On campuses, the right to a free press plays an important role in conjunction with the right to free expression. There are two ways in which a free press relates directly to the debate on free expression and diversity. First, student publications play an important role in mediating discourse on campuses. Some campuses have free and independent news organizations; others allow for administrators to affect what runs in publications. Second, campuses often serve as the site of debates over whether the administrators ought to permit outside news media to cover events occurring on campus—itself an important and contested matter.
Campus news organizations play an essential role in both agenda setting and discussion of the salient news in an academic community. Most commonly, these organizations take the form of student newspapers. They also include radio stations, weekly news magazines, and other types of publications. Virtually all campuses have one or more types of news organizations run by students for the purpose of covering news in and relevant to the community.

☆ ☆ ☆ ☆ ☆

- Problem
In the passage on campus press freedom, rewrite the part from "Campus news organizations" up to and including "to the community.", swapping "student newspapers" for "campus papers".

- Data section
☆ ☆ ☆ ☆ ☆

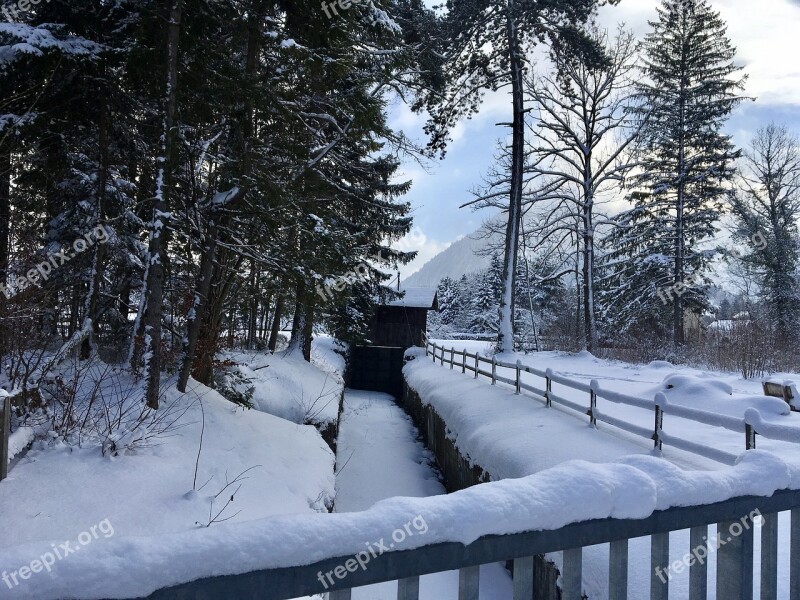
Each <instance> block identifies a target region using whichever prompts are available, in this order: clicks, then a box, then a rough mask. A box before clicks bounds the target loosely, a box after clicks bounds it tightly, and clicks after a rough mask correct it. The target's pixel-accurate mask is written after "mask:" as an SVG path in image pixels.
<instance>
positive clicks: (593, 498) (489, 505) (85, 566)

☆ ☆ ☆ ☆ ☆

- Answer to this problem
Campus news organizations play an essential role in both agenda setting and discussion of the salient news in an academic community. Most commonly, these organizations take the form of campus papers. They also include radio stations, weekly news magazines, and other types of publications. Virtually all campuses have one or more types of news organizations run by students for the purpose of covering news in and relevant to the community.